──────── Text segment ────────

# The tiger pattern wood need not bundled slingshot【By LSP】



## laoshupi (Feb 4, 2014)

This is a wooden slingshot I do for the customer, the pattern is very beautiful, like the tiger fur patterns. Wood, high density, high hardness, can sink into the water. Do not need to bound rubber band, rubber band is very convenient installation. Thank you watch! :wave:


----------



## PorkChopSling (Jan 17, 2013)

Wooo, nice!! That's a sweet looking shooter!


----------



## carboncopy (Jan 14, 2014)

Nice carving!


----------



## quarterinmynose (Jan 21, 2012)

Beautiful.


----------



## Butterfly (Oct 1, 2013)

This is very nice and cute slingshot. How much do you ask for piece like this?


----------



## jazz (May 15, 2012)

very nice slinghsot, you are true craftsman!

jazz


----------



## Tube_Shooter (Dec 8, 2012)

──────── Supplied information ────────

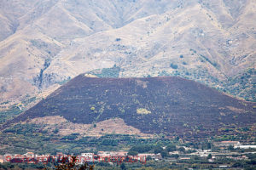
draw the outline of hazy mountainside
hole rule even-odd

────────

* **Exercises to complete**
A: In the slingshot thread, what does the original poster compare the wood's pattern to?
B: Continue the slingshot thread from the point where it stops.

* **Expected outputs**
A: Tiger fur patterns.

B:
Another beauty very well done


----------



## LBH2 (Jul 20, 2013)

Very nicely done&#8230;&#8230;LBH2


----------



## Can-Opener (May 11, 2013)

Very Nice!


----------



## Outlaw (Jan 16, 2014)

Very very very nice...


----------



## mr. green (Nov 3, 2012)

Beautiful. I like it a lot. Thanks for sharing.


----------



## Mr.Teh (Feb 28, 2012)

Double wow, what a nice wood shooter, looks gorgeous :thumbsup:


----------



## Y+shooter (Sep 10, 2013)

Stunning!


----------



## rtaylor129 (Jun 19, 2013)

Wow that looks awesome!


----------



## Dr J (Apr 22, 2013)

Nice!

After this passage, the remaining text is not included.